- Extracted data:
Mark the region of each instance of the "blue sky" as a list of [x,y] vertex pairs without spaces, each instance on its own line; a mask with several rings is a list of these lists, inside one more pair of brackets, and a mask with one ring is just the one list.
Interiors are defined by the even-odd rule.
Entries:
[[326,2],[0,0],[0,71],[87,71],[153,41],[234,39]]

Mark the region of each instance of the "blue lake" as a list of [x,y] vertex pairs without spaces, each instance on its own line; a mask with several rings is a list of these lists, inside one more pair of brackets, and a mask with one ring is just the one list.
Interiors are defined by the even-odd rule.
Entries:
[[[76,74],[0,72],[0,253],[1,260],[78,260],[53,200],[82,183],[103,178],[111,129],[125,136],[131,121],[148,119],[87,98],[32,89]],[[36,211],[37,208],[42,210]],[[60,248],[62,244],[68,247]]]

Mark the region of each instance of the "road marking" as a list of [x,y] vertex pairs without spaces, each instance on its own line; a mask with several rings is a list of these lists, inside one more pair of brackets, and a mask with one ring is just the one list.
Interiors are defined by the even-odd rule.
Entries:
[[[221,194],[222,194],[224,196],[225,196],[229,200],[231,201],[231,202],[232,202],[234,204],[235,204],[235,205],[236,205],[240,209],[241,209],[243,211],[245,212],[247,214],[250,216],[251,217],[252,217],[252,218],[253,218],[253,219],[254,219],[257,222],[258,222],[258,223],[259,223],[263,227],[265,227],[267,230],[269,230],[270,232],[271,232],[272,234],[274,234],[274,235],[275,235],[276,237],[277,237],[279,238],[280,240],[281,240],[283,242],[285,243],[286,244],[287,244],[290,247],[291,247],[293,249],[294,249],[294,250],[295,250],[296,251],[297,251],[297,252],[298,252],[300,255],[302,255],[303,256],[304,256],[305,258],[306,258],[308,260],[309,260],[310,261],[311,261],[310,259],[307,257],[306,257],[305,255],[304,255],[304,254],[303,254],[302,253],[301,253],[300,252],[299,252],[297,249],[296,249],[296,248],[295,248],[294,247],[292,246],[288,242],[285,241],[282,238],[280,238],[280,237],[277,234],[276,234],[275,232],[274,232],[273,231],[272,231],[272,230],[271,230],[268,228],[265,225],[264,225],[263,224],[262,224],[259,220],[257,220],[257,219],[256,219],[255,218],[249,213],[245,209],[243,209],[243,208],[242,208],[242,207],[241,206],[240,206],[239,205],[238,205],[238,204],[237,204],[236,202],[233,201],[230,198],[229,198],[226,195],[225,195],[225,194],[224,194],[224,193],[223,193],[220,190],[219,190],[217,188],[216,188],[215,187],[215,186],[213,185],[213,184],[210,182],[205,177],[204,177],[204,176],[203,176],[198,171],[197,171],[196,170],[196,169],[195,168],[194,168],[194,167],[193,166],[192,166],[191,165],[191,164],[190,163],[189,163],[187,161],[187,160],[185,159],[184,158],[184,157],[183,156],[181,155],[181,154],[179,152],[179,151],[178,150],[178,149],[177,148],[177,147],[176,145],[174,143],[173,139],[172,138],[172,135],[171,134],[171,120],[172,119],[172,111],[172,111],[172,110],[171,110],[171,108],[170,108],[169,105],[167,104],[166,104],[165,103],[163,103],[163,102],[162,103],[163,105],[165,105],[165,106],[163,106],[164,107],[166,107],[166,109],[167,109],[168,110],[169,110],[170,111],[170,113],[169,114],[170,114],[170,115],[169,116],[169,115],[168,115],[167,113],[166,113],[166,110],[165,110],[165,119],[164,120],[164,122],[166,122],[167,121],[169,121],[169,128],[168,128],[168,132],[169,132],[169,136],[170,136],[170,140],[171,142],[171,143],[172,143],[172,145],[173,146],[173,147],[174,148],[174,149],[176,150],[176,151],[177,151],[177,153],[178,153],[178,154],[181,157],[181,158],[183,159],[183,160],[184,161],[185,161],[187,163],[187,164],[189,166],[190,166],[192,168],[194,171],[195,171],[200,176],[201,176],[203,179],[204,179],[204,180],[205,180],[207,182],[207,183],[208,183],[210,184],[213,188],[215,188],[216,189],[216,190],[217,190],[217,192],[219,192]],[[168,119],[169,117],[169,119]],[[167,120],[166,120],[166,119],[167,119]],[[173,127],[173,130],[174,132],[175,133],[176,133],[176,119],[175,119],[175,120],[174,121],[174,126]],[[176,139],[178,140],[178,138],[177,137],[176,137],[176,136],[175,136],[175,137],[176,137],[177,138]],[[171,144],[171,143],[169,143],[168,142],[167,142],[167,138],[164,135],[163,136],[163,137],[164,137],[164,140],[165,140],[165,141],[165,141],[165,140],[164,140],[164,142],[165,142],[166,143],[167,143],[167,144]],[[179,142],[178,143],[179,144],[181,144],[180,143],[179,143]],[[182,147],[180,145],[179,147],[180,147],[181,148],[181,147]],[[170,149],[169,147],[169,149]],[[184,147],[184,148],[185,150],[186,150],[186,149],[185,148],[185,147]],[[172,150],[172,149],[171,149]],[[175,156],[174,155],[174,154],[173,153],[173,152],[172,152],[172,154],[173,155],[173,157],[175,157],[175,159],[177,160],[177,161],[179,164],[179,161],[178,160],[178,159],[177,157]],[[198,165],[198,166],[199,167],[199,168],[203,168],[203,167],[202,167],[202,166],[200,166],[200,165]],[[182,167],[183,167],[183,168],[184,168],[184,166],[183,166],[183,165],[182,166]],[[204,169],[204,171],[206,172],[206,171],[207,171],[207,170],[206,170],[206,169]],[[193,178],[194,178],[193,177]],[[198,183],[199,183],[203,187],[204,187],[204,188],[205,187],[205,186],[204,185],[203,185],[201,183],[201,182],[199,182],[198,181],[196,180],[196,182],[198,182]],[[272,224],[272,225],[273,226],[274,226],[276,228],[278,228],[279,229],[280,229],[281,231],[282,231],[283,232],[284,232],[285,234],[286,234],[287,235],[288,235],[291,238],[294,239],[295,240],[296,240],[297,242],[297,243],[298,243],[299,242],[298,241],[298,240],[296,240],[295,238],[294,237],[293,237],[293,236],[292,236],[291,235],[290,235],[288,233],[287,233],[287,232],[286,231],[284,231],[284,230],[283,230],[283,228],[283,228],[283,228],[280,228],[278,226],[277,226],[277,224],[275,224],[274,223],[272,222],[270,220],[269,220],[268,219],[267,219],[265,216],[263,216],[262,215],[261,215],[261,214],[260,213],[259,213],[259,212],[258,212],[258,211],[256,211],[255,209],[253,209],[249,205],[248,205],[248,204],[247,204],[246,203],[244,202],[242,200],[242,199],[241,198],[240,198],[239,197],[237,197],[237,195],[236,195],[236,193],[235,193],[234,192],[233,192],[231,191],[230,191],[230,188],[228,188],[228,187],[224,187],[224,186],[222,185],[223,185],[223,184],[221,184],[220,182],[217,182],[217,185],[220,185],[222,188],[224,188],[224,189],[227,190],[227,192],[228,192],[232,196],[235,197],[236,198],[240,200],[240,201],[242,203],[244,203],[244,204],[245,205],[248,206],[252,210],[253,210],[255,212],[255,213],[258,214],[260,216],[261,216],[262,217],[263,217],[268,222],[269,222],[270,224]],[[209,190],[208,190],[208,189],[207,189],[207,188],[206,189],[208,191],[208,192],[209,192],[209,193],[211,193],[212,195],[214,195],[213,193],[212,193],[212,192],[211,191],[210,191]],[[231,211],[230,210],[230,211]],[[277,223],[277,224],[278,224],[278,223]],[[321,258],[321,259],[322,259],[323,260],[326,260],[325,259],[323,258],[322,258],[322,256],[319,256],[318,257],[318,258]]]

- Exercise instructions: Copy all three items above line for line, with every bracket, comma, number and blank line unchanged.

- Finished task:
Mark the region of each instance of the "blue sky" as a list of [x,y] vertex pairs without spaces, each instance on its own line; a mask with several rings is a list of these lists, inside one more pair of brackets, and a mask with one ring is just the one list.
Interiors are defined by the even-odd rule.
Entries:
[[326,2],[0,0],[0,71],[87,71],[153,41],[234,39]]

Mark the region of each instance of the "blue lake" as a list of [x,y] vertex pairs without spaces, each instance on its own line; a mask with several rings is a list of these lists, inside one more pair of brackets, and a mask with one ring is just the one list.
Interiors are defined by the even-odd rule.
Entries:
[[[76,74],[0,72],[0,253],[1,260],[78,260],[53,200],[82,183],[103,178],[111,129],[125,136],[131,121],[148,119],[87,98],[32,89]],[[36,211],[37,208],[42,210]],[[60,248],[62,244],[68,247]]]

Mark the region of each instance of the "road marking" as a list of [x,y] vertex pairs without spaces, each instance on its own line; a mask with several rings is a list of these lists, inside one more pair of brackets, and a mask with one ring is just the one list.
Interiors are defined by the even-odd rule.
Entries:
[[[221,194],[222,194],[224,196],[225,196],[229,200],[231,201],[231,202],[232,202],[234,204],[235,204],[235,205],[236,205],[240,209],[241,209],[243,211],[245,212],[247,214],[250,216],[251,217],[252,217],[252,218],[253,218],[253,219],[254,219],[257,222],[258,222],[258,223],[259,223],[263,227],[265,227],[267,230],[269,230],[270,232],[271,232],[272,234],[274,234],[274,235],[275,235],[276,237],[277,237],[279,238],[280,240],[281,240],[283,242],[285,243],[286,244],[287,244],[290,247],[291,247],[293,249],[294,249],[294,250],[295,250],[296,251],[297,251],[297,252],[298,252],[300,255],[302,255],[303,256],[304,256],[305,258],[306,258],[308,260],[309,260],[310,261],[311,261],[310,259],[307,257],[306,257],[305,255],[304,255],[304,254],[303,254],[302,253],[301,253],[300,252],[299,252],[297,249],[296,249],[296,248],[295,248],[294,247],[292,246],[288,242],[285,241],[282,238],[280,238],[280,237],[277,234],[276,234],[275,232],[274,232],[273,231],[272,231],[272,230],[271,230],[268,228],[265,225],[264,225],[263,224],[262,224],[259,220],[257,220],[257,219],[256,219],[255,218],[249,213],[245,209],[243,209],[243,208],[242,208],[242,207],[241,206],[240,206],[239,205],[238,205],[238,204],[237,204],[236,202],[233,201],[230,198],[229,198],[226,195],[225,195],[225,194],[224,194],[224,193],[223,193],[220,190],[219,190],[217,188],[216,188],[215,187],[215,186],[213,185],[213,184],[210,182],[205,177],[204,177],[204,176],[203,176],[198,171],[197,171],[196,170],[196,169],[195,168],[194,168],[194,167],[193,166],[192,166],[191,165],[191,164],[190,163],[189,163],[187,161],[187,160],[185,159],[184,158],[184,157],[183,156],[181,155],[181,154],[179,152],[179,151],[178,150],[178,149],[177,148],[177,147],[176,145],[174,143],[173,139],[172,138],[172,135],[171,134],[171,120],[172,119],[172,111],[172,111],[172,110],[171,110],[171,108],[170,108],[169,105],[167,104],[166,104],[165,103],[163,103],[163,102],[162,103],[163,105],[165,105],[165,106],[163,106],[164,107],[166,107],[166,109],[167,109],[168,110],[169,110],[170,111],[170,113],[169,114],[170,114],[170,115],[169,116],[169,115],[168,115],[167,113],[166,113],[166,110],[165,110],[165,119],[164,120],[164,122],[166,122],[167,121],[169,121],[169,128],[168,128],[168,132],[169,132],[169,136],[170,136],[170,140],[171,142],[171,143],[172,143],[172,145],[173,146],[173,147],[174,148],[174,149],[176,150],[176,151],[177,151],[177,153],[178,153],[178,154],[181,157],[181,158],[183,159],[183,160],[184,161],[185,161],[187,163],[187,164],[189,166],[190,166],[192,168],[194,171],[195,171],[200,176],[201,176],[203,179],[204,179],[204,180],[205,180],[207,182],[207,183],[208,183],[210,184],[213,188],[215,188],[216,189],[216,190],[217,190],[217,192],[219,192]],[[168,119],[169,117],[169,119]],[[167,120],[166,120],[166,119],[167,119]],[[173,127],[173,130],[174,132],[175,133],[176,133],[176,119],[175,119],[175,120],[174,121],[174,126]],[[176,139],[178,140],[178,138],[177,137],[176,137],[176,136],[175,136],[175,137],[176,137],[177,138]],[[171,144],[171,143],[169,143],[168,142],[167,142],[167,138],[164,135],[163,136],[163,137],[164,137],[164,140],[165,140],[165,141],[165,141],[165,140],[164,140],[164,142],[165,142],[166,143],[167,143],[167,144]],[[179,142],[178,143],[179,144],[181,144],[180,143],[179,143]],[[182,147],[180,145],[179,147],[180,147],[181,148],[181,147]],[[170,149],[169,147],[169,149]],[[184,147],[184,148],[185,150],[186,150],[186,149],[185,148],[185,147]],[[172,150],[172,149],[171,149]],[[175,156],[174,155],[174,154],[173,153],[173,152],[172,152],[172,154],[173,155],[173,157],[175,157],[175,159],[177,160],[177,161],[179,164],[179,161],[178,160],[178,159],[177,157]],[[198,165],[198,166],[199,167],[199,168],[203,168],[203,167],[202,167],[202,166],[200,166],[200,165]],[[182,167],[183,167],[183,168],[184,168],[184,166],[183,166],[183,165],[182,166]],[[204,169],[204,171],[206,172],[206,171],[207,171],[207,170],[206,170],[206,169]],[[193,178],[194,178],[193,177]],[[198,183],[199,183],[203,187],[204,187],[204,188],[205,187],[205,186],[204,185],[203,185],[201,183],[201,182],[199,182],[198,181],[196,180],[196,182],[198,182]],[[272,224],[272,225],[273,226],[274,226],[276,228],[278,228],[279,229],[280,229],[281,231],[282,231],[283,232],[284,232],[285,234],[286,234],[287,235],[288,235],[291,238],[294,239],[295,240],[296,240],[297,242],[297,243],[298,243],[299,242],[298,241],[298,240],[296,240],[295,238],[294,237],[293,237],[293,236],[292,236],[291,235],[290,235],[288,233],[287,233],[287,232],[286,231],[284,231],[284,230],[283,230],[283,228],[283,228],[283,228],[280,228],[278,226],[277,226],[277,224],[275,224],[274,223],[272,222],[270,220],[269,220],[268,219],[267,219],[265,216],[263,216],[262,215],[261,215],[261,214],[260,213],[259,213],[259,212],[258,212],[258,211],[256,211],[255,209],[253,209],[249,205],[248,205],[248,204],[247,204],[246,203],[244,202],[242,200],[242,199],[241,198],[240,198],[239,197],[237,197],[237,195],[236,195],[236,193],[235,193],[234,192],[233,192],[231,191],[230,191],[230,188],[228,188],[228,187],[224,187],[224,186],[222,185],[223,185],[223,184],[221,184],[220,182],[217,182],[217,185],[220,185],[222,188],[224,188],[224,189],[227,190],[227,192],[228,192],[232,196],[235,197],[236,198],[240,200],[240,201],[242,203],[244,203],[244,204],[245,205],[248,206],[252,210],[253,210],[255,212],[255,213],[258,214],[260,216],[261,216],[262,217],[263,217],[268,222],[269,222],[270,224]],[[209,190],[208,190],[208,189],[207,189],[207,188],[206,189],[208,191],[208,192],[209,192],[209,193],[211,193],[212,195],[214,195],[213,193],[212,193],[212,192],[211,191],[210,191]],[[231,211],[230,210],[230,211]],[[277,223],[277,224],[278,224],[278,223]],[[321,258],[321,259],[322,259],[323,260],[326,260],[325,259],[323,258],[322,258],[322,256],[319,256],[318,257],[318,258]]]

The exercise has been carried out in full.